PAGE EXCERPT:
---+---

Development Workflow

┌─────────────────┐
│  Develop & Test │
│   Locally       │
└────────┬────────┘
┌─────────────────┐
│  quicketl       │
│  workflow run   │◄──── Test with real data
└────────┬────────┘
┌─────────────────┐
│  quicketl       │
│  workflow       │◄──── Validate config
│  validate       │
└────────┬────────┘
┌─────────────────┐
│  quicketl       │
│  workflow       │◄──── Generate DAG
│  generate       │
└────────┬────────┘
┌─────────────────┐
│  Deploy to      │
│  Airflow/       │◄──── Copy to dags/ folder
│  Prefect        │
└─────────────────┘

CI/CD Integration

# .github/workflows/deploy-dags.yml
name: Deploy DAGs

on:
  push:
    branches: [main]
    paths:
      - 'workflows/**'
      - 'pipelines/**'

jobs:
  deploy:
    runs-on: ubuntu-latest
    steps:
      - uses: actions/checkout@v4

      - name: Install QuickETL
        run: pip install quicketl

      - name: Validate workflows
        run: |
          for f in workflows/*.yml; do
            quicketl workflow validate "$f"
          done

      - name: Generate DAGs
        run: |
          for f in workflows/*.yml; do
            name=$(basename "$f" .yml)
            quicketl workflow generate "$f" --target airflow -o "dags/${name}_dag.py"
          done

      - name: Deploy to Airflow
        run: |
          # Copy to Airflow dags folder or S3/GCS bucket
          aws s3 sync dags/ s3://my-airflow-bucket/dags/

File Path Considerations

Generated DAG code uses paths relative to the workflow file. When deploying:

  1. Keep same directory structure: Ensure pipelines/ folder is accessible from where DAGs run
  2. Use absolute paths: Modify workflow variables to use absolute paths in production
  3. Mount shared storage: In Kubernetes/Docker, mount the same paths

Example with absolute paths:

# workflows/medallion.yml
variables:
  BASE_PATH: /opt/airflow/pipelines

stages:
  - name: bronze
    pipelines:
      - path: ${BASE_PATH}/bronze/ingest_users.yml

Troubleshooting

"Pipeline file not found" in Airflow

The pipeline paths are relative to the workflow file location. Ensure:

  1. Pipeline files are deployed alongside the DAG
  2. Working directory is correct when DAG runs
  3. Use absolute paths in production workflows

"ModuleNotFoundError: quicketl"

Install QuickETL in your Airflow/Prefect environment:

pip install quicketl

Or add to requirements.txt in your Airflow deployment.

Variables not substituted

Variables are resolved at runtime by QuickETL. Ensure:

  1. Environment variables are set in Airflow/Prefect environment
  2. Workflow variables are defined in YAML
  3. Use ${VAR} syntax (not $VAR or {{ var }})

---+---

Records from a dataset:
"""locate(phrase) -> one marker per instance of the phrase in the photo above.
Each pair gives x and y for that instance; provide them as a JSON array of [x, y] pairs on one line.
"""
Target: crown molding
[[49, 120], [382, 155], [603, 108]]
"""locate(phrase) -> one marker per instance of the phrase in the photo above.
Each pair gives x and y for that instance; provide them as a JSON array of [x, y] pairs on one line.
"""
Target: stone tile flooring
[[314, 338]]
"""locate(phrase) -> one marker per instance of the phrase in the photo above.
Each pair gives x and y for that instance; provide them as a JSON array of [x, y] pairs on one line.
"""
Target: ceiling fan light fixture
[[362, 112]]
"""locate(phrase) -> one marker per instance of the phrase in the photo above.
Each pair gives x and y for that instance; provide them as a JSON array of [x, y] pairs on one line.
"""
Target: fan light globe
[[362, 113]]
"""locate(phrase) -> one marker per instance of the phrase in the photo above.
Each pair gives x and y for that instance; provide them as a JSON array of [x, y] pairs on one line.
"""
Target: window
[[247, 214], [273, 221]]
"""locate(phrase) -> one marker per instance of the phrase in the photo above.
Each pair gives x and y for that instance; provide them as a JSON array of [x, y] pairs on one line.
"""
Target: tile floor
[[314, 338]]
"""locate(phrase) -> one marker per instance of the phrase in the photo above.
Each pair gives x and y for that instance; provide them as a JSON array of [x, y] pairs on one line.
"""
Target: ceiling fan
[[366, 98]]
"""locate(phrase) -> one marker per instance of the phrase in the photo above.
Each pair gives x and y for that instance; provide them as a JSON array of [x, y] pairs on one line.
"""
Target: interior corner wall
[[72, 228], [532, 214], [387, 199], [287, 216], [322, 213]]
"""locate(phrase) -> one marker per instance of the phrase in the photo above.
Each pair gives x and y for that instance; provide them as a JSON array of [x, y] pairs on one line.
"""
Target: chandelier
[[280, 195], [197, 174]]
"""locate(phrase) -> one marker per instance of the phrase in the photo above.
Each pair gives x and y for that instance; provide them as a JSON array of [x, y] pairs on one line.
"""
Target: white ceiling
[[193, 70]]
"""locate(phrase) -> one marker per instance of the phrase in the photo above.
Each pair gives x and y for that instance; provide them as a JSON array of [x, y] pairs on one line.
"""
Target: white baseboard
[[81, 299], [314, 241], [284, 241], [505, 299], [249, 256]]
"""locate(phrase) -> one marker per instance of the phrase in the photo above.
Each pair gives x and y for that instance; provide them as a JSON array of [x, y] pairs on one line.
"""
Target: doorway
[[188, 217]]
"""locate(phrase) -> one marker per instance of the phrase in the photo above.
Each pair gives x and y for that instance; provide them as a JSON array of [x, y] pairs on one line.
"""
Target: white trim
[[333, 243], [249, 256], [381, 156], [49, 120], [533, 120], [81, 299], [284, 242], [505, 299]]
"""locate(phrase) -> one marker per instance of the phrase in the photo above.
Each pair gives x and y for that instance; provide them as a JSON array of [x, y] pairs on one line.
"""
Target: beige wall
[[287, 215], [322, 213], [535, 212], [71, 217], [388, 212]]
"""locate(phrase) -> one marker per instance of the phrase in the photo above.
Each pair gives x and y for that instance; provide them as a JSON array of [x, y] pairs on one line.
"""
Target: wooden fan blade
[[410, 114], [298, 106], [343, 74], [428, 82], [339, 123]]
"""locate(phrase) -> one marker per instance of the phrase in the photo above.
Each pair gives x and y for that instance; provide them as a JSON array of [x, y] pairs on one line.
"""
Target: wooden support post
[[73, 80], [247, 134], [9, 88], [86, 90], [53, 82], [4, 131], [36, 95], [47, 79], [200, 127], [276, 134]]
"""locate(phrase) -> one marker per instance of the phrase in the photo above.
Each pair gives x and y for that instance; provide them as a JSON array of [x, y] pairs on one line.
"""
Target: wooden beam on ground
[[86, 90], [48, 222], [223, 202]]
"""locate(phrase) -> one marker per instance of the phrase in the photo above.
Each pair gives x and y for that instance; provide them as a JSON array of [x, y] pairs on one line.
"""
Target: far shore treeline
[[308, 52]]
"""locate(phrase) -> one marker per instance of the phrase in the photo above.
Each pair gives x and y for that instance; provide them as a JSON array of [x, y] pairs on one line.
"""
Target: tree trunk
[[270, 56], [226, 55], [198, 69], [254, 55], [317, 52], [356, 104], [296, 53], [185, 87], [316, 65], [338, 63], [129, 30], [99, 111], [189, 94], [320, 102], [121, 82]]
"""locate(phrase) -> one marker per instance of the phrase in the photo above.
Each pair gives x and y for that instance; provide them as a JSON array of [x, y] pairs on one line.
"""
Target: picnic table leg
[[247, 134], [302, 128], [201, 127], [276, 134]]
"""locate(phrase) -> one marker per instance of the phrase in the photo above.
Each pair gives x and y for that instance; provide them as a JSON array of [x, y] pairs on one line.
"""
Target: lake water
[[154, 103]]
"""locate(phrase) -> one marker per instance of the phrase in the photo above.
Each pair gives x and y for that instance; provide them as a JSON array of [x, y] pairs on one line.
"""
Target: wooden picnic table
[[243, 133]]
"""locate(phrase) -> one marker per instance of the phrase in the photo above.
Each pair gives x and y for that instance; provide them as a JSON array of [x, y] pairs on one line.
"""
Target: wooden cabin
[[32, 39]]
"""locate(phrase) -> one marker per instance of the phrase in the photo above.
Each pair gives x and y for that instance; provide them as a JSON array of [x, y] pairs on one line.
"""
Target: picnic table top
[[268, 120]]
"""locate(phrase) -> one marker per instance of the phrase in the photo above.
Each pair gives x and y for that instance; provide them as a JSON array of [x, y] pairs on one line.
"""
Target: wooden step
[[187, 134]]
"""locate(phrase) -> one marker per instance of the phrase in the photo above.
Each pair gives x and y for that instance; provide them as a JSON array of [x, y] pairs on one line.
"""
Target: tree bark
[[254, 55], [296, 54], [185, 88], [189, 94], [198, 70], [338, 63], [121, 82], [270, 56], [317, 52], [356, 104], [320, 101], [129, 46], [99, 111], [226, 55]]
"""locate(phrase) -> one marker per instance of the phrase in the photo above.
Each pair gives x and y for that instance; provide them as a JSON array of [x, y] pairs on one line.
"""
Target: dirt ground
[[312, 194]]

---+---

TASK OBJECTIVE:
Copy a part of the QuickETL excerpt word for word, beginning at the words "The pipeline paths" and stopping after "your Airflow deployment.". These items were taken from a different source than the QuickETL excerpt.

OUTPUT FOR THIS EXERCISE:
The pipeline paths are relative to the workflow file location. Ensure:

  1. Pipeline files are deployed alongside the DAG
  2. Working directory is correct when DAG runs
  3. Use absolute paths in production workflows

"ModuleNotFoundError: quicketl"

Install QuickETL in your Airflow/Prefect environment:

pip install quicketl

Or add to requirements.txt in your Airflow deployment.